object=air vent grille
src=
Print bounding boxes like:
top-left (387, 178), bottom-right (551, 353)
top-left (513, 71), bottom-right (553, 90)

========

**Stated goal**
Reproduce every one of the rows above verbatim, line for line.

**Result**
object=air vent grille
src=
Print bounding boxes like:
top-left (387, 178), bottom-right (551, 353)
top-left (513, 71), bottom-right (553, 90)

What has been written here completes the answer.